Work to complete. Take the entries that follow and return exactly the lines from the one holding "899, row 361." through the one holding "1258, row 582.", both included. Nothing else is needed.

Supplied material.
^^^^^^^^^^^^^^^^

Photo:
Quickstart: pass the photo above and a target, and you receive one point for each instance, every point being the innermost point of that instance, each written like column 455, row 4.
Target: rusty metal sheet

^^^^^^^^^^^^^^^^

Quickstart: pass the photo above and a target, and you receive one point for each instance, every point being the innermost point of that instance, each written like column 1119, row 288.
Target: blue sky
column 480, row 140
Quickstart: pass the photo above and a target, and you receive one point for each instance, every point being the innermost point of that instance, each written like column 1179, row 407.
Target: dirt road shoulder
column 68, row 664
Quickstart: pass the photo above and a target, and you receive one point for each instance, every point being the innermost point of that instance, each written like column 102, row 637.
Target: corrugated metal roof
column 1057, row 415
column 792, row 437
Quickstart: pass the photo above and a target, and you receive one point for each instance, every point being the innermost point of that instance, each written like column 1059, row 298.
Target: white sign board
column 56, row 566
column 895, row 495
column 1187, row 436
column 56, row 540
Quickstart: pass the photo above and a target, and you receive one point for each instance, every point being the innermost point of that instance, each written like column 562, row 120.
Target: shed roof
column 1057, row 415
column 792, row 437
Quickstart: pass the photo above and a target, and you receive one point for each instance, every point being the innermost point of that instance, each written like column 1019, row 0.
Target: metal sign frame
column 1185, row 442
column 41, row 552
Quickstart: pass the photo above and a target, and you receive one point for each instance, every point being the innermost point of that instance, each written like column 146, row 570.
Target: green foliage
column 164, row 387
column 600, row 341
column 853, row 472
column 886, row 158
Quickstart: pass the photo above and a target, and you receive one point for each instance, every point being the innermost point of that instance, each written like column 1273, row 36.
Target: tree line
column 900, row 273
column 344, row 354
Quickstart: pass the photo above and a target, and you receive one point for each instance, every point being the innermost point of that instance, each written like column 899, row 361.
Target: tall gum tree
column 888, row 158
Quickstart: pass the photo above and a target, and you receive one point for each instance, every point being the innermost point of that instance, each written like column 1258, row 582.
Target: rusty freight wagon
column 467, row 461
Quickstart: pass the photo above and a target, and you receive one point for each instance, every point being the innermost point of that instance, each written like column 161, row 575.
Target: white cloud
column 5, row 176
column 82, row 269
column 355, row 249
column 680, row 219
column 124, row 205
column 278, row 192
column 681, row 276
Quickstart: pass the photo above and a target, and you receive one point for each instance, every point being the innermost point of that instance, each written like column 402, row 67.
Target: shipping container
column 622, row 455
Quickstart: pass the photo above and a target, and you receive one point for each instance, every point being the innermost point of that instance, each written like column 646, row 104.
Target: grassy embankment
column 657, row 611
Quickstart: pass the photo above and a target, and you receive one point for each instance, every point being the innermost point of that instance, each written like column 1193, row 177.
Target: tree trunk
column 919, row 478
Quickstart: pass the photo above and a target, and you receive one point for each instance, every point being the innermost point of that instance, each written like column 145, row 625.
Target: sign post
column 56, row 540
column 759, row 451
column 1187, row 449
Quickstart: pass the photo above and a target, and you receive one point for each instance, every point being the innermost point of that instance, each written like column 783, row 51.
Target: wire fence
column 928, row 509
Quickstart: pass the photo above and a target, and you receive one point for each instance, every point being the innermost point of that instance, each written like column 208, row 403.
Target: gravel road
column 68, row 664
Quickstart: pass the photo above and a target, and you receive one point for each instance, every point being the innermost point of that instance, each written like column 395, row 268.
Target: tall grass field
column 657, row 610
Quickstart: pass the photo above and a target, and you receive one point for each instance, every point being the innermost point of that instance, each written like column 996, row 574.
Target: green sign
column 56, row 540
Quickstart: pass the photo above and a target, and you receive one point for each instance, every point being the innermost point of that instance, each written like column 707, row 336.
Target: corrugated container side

^^^^^^^^^^^^^^^^

Result of this task.
Quickstart: pass the photo above and a target, and you receive one point for each instance, every point being the innermost point of that instance, each written like column 899, row 361.
Target: tall gum tree
column 888, row 158
Quickstart: pass the photo above and a target, and you receive one point for each instance, every point being the innermost point of that instance, each written like column 1258, row 582.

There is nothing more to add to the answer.